#### [GOAL]
Reproduce the lines below word for word, starting at the line that contains "Mark a point on each instance of the green painted" and stopping after the line that contains "(1054, 450)". Include both of those lines and nothing outside that range.

※

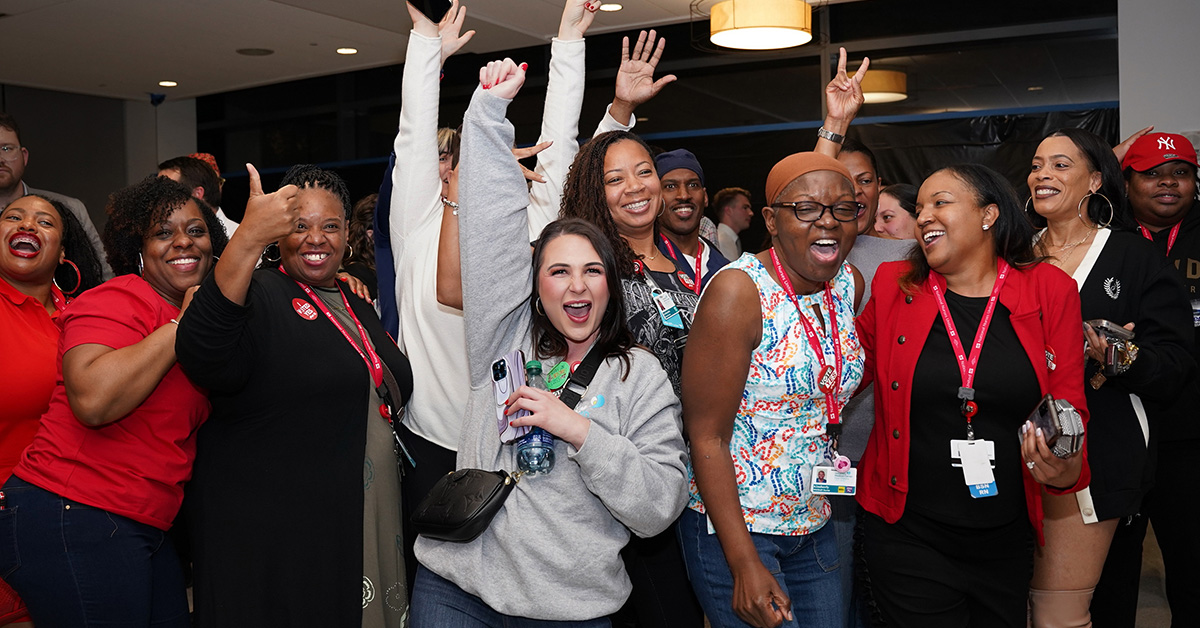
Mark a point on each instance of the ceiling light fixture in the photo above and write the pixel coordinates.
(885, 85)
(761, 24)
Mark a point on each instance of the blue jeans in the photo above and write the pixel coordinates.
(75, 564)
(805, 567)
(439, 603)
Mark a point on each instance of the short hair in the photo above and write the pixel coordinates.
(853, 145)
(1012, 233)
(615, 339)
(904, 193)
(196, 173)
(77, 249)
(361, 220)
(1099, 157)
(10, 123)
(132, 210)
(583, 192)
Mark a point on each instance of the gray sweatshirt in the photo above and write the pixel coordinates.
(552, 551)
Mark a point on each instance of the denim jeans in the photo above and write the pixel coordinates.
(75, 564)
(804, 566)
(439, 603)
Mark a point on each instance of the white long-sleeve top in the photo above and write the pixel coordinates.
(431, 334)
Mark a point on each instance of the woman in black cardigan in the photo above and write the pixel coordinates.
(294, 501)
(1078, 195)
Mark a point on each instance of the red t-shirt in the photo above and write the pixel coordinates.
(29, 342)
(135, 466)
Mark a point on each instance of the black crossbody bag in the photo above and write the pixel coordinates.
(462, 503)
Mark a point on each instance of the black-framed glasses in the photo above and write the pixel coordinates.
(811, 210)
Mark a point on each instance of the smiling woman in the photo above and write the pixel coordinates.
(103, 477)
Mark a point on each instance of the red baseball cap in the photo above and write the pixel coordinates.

※

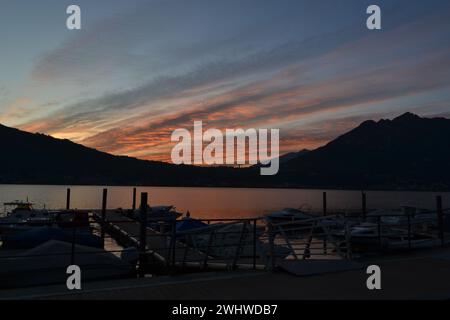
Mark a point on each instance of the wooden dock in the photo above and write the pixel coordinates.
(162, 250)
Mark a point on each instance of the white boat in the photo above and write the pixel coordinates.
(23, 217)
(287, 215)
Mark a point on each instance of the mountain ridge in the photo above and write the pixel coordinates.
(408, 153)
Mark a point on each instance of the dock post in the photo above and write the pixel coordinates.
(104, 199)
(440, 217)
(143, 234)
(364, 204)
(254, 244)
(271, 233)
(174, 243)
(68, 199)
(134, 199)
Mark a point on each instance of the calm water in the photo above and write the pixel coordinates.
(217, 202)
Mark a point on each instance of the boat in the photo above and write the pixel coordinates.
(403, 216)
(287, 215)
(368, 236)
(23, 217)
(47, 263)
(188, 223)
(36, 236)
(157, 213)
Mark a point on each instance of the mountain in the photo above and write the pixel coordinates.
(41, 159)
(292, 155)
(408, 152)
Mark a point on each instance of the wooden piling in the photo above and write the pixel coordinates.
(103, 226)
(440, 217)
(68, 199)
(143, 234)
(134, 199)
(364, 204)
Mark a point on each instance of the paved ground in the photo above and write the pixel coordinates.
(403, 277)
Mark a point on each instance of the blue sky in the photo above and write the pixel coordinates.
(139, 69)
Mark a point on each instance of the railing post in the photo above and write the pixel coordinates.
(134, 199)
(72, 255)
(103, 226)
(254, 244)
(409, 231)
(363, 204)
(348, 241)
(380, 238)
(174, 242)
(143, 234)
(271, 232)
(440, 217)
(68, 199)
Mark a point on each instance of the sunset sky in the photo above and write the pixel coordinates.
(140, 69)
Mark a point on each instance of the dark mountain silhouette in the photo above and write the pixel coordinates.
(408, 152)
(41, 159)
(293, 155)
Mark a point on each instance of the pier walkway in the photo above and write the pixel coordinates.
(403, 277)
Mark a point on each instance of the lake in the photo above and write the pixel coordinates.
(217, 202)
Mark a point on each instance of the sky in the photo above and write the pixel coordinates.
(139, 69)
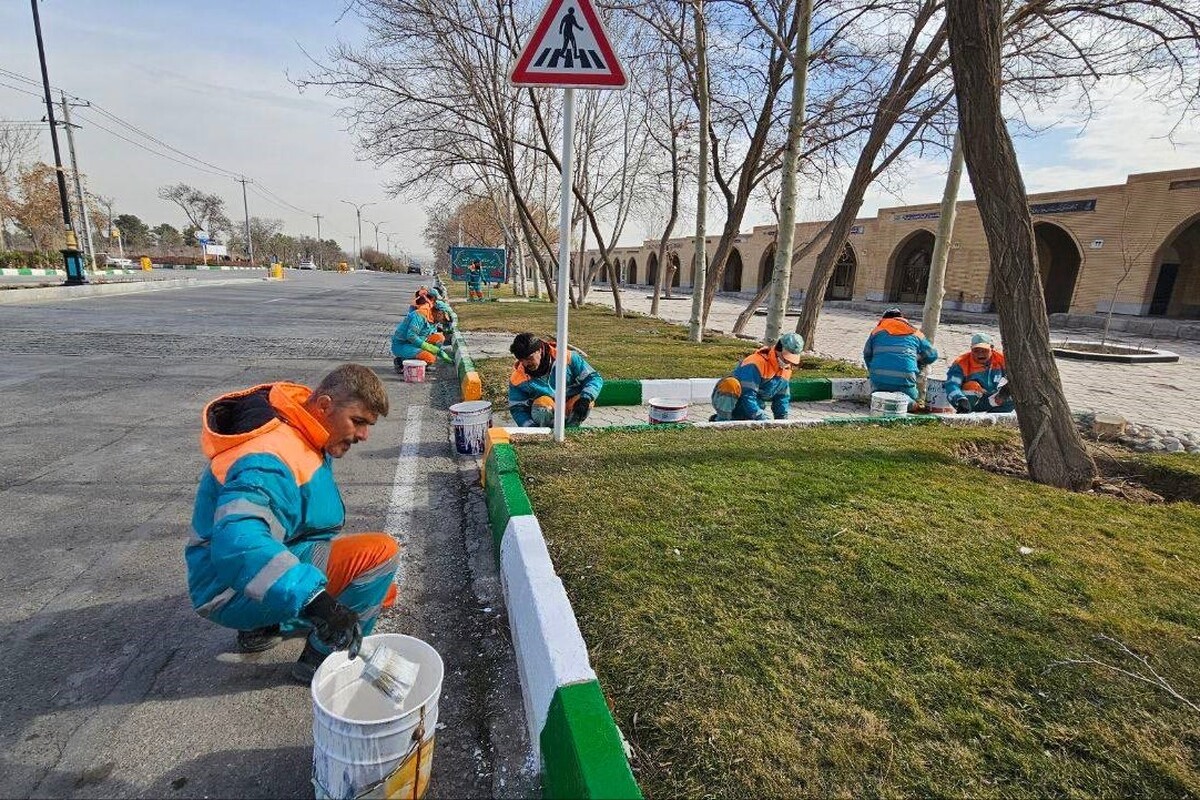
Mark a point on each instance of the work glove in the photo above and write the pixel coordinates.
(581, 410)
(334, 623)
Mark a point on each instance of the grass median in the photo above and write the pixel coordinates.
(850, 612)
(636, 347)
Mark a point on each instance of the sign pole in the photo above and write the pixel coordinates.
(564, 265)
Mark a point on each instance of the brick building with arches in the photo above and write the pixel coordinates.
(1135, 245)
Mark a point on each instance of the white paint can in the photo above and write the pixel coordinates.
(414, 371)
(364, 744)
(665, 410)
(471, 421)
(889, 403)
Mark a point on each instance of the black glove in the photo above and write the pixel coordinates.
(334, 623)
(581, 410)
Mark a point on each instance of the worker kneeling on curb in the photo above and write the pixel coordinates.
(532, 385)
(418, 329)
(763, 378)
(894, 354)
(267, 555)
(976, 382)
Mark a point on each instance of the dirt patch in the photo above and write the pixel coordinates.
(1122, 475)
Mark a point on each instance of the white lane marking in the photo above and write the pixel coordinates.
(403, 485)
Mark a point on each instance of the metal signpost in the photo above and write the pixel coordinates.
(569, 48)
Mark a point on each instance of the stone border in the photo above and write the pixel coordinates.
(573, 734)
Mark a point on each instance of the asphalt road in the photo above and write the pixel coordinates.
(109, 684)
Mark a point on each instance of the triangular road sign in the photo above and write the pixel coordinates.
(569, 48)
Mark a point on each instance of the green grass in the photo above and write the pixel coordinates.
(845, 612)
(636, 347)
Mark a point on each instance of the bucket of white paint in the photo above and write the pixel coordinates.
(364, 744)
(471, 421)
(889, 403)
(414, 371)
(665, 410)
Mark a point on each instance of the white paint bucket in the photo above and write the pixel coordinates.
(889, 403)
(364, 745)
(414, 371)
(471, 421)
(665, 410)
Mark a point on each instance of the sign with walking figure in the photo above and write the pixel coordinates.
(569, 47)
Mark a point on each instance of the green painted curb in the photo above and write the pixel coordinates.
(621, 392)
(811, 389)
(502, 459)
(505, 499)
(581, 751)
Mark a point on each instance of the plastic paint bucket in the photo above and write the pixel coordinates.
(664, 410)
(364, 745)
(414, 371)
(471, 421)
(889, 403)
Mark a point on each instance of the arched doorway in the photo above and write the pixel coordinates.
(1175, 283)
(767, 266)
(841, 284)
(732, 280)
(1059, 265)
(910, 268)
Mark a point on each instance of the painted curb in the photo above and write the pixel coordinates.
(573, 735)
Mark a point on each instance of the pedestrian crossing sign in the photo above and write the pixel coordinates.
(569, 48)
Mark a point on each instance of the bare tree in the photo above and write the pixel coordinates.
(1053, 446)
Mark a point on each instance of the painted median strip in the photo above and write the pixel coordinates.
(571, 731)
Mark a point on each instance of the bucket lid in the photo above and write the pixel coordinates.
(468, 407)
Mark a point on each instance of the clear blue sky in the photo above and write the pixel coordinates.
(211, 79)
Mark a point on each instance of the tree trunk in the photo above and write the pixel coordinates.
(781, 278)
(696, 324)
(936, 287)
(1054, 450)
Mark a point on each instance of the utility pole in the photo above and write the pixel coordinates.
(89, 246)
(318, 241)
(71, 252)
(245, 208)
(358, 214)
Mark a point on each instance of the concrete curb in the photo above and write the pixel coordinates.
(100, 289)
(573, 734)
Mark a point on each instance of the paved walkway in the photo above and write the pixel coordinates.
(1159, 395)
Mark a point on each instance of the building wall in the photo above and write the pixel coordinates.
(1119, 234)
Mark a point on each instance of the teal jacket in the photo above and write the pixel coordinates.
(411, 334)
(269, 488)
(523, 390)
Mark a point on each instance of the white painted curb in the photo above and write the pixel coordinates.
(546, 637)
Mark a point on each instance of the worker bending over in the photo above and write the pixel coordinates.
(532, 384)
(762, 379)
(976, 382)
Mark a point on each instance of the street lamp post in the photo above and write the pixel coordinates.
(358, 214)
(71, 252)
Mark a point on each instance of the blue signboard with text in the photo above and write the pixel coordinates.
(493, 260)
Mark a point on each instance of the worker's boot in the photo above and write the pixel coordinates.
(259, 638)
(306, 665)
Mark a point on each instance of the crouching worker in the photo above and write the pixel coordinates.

※

#### [PROBLEM SOLUTION]
Mark a point on each instance of the green painted curb in the photo above and write the pixel coordinates.
(621, 392)
(811, 389)
(502, 459)
(505, 499)
(581, 751)
Mark a point on each instance of the plastic paint bucket in the photo above and write the pixel coordinates.
(664, 410)
(364, 745)
(414, 371)
(471, 421)
(889, 403)
Mark a point on each instance of the arched doorway in the photo above and write the pixel coordinates.
(1175, 283)
(767, 266)
(841, 284)
(732, 280)
(1059, 265)
(910, 268)
Mark a point on each instance of the painted curb in the photo above and write the pixel coordinates.
(573, 735)
Mark a point on each instance of the pedestrian crossing sign in the photo above and write the pixel coordinates.
(569, 48)
Mark a point on each instance of the bare tree in the photo above and write the pixel coordinates.
(1053, 446)
Mark a point on each instance of the painted median strip in the photo above and write the pixel coordinates.
(571, 731)
Mark a point on each instance of the bucket lid in the photo above and write the pixel coordinates.
(468, 407)
Mark a point on each instance of the clear blue sky in the photo above and write the pixel coordinates.
(211, 79)
Mark a point on each instance of the tree trunk in the photo above and write the pixel coordinates.
(781, 278)
(696, 324)
(936, 287)
(1054, 450)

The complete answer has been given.